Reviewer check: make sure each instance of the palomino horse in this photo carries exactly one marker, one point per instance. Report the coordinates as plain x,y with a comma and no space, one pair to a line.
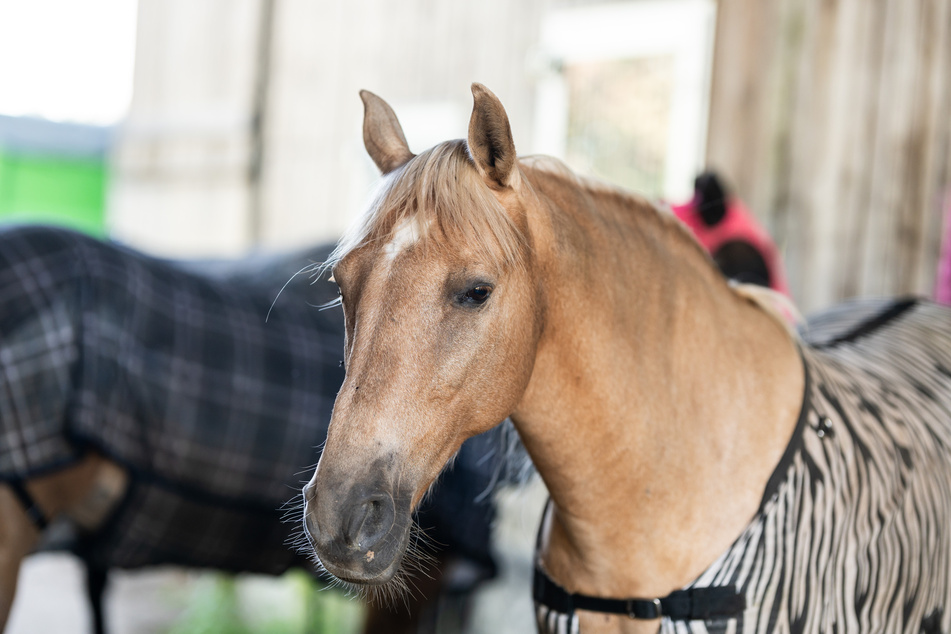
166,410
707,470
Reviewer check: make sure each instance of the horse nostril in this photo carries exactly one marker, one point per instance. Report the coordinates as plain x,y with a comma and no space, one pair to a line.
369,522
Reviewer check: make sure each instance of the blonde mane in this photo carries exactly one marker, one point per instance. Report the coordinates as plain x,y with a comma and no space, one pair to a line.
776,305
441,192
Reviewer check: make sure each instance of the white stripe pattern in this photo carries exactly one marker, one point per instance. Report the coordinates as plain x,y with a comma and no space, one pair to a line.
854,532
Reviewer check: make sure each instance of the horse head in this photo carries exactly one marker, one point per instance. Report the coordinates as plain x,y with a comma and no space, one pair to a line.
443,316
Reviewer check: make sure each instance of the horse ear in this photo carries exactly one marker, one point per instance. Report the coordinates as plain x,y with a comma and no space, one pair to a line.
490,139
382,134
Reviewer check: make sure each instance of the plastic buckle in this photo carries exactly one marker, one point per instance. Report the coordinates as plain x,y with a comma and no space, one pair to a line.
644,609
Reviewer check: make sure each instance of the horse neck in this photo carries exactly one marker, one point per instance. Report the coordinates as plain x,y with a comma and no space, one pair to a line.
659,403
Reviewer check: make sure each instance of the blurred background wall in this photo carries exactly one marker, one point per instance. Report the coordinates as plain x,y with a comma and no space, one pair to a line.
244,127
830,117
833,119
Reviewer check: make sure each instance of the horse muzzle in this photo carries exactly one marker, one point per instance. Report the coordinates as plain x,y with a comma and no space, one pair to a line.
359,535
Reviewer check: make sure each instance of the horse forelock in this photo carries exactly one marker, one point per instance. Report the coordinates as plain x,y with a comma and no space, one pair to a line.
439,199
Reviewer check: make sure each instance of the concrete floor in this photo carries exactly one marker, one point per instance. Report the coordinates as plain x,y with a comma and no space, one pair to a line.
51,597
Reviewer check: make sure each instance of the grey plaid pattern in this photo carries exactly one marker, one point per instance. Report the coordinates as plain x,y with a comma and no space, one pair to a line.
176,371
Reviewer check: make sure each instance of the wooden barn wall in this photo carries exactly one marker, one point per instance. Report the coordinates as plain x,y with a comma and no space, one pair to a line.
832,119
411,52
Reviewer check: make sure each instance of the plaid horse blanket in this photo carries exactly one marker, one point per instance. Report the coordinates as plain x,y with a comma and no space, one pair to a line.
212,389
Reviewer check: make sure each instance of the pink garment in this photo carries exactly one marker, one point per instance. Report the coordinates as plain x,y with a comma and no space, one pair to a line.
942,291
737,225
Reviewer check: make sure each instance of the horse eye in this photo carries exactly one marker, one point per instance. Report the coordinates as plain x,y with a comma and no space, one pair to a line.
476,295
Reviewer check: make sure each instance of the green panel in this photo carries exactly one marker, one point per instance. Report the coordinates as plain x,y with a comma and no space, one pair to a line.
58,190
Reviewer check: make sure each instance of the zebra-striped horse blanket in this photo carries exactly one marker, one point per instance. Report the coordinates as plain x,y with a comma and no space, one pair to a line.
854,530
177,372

+ + + + + + +

• Problem to solve: Only an exact copy of the records counts as an answer. Leave out the images.

• Task output:
Reviewer check: make sure each instance of the palomino horse in this photo carries exactly one marker, one point per instance. Report the coordinates as plain x,y with a comma and no space, one pair to a line.
166,410
707,470
Reviewer check: make sure each instance of the horse nostril in this photo carries exactly one marker, one point per instance. Report the coordinates as plain x,y with a comma and no space, one pair to a line.
369,522
Reviewer check: make sure each instance of the blonde mane in this photo carries exactly one marker, one point per instance. Report the coordinates as plain x,y with a comma and no space, one pair to a line.
776,305
441,192
Reviewer check: make sure each instance of the white stripe pattern in this photo carries exactly one marker, one point per instance. Report the coordinates as plain x,y with a comma and no space, one pair to a line.
854,532
Reviewer check: make sure each instance of the horse head in this photo carries exactly one marker, one point per instance. Report the coordinates as plain x,y with a comma and no space, one pair to a line.
443,316
Reviewer check: make sure each instance of the horse ear in this photo carries exactly one marker, one point per instance. Report the coordinates as plain x,y with a comma and no space, one pair to a line.
490,139
382,134
Reviewer check: make sure each instance of the plastic buckle in this photo carries exactly one marker, one point per instance. Report the coordinates as plain x,y with a comma and no space, one pair to a line.
644,609
Reviewer check: make sure each instance of the horse neck in this photo carries exactly one marker, one point per instance. Report the coordinates as plain x,y with a comma and no space, one pair to a line.
659,403
Reviewer check: make sure each instance of the blurred background wall in this photo carries exactly one marker, one point per instance. Report the coordinates as plain x,y with a comma and no space, one pair to a line.
244,127
830,117
833,119
Reviewer check: make sure each instance of the horse muzzle in this photo carries exactly one marker, one point per instance. Report the coordinates as plain x,y with a comma and no space, one pair to a line.
359,535
Reviewer check: make sure each instance of the horse forelock in this photo carries exactly one marker, one point per instance. Report the coordinates as plain x,y with a comma and no space, one pair to a line.
439,199
Reviewer check: make sure each instance of the concrete floor in this photo carries exactly one marker, one point per instance. Report the coordinates as plain x,y with a comma and no space, one pair to a line.
51,597
Reviewer check: make sure each instance of the grey plaid pattern in this photo carries exactly one marker, one point per instance. Report the coordinates as plain x,y with a comma and no space, one pair to a line.
176,371
Reviewer check: make sure each instance of the wooden barn wall in this photo carries exactly one marker, one point per instance. Report the coordinates as plain x,y with a comma and no space, one pair to a line.
832,119
411,52
Reviewer check: make sure each instance of the plaid horse blanket in this photo carries exactly one marker, one point per instance. Report the coordinates as plain x,y with a comma and no space, one pair to a line.
212,389
Reviewer check: make sure each instance of the pink garment in this photo carries exactly one marker, one point per instance. Report the coordinates as plain x,y with a comma and no space, one pair to a line.
942,291
737,225
Reviewer check: make sure each instance of the horse eye in this photo carries exactly one marker, one point per instance. Report the coordinates as plain x,y with a comma and no space, one pair to a line.
476,295
Reviewer check: make sure each instance of the green panel in this photo carries exactly one marker, one point per instance. Report the coordinates as plain x,y with a comma and no space, one pair to a line.
58,190
Reviewer check: make sure each instance of the zebra-striped horse blanket in this photo carries exactly one marker, one point per instance. Report the coordinates as plain x,y with a comma and no space, one pair to a line.
854,530
177,372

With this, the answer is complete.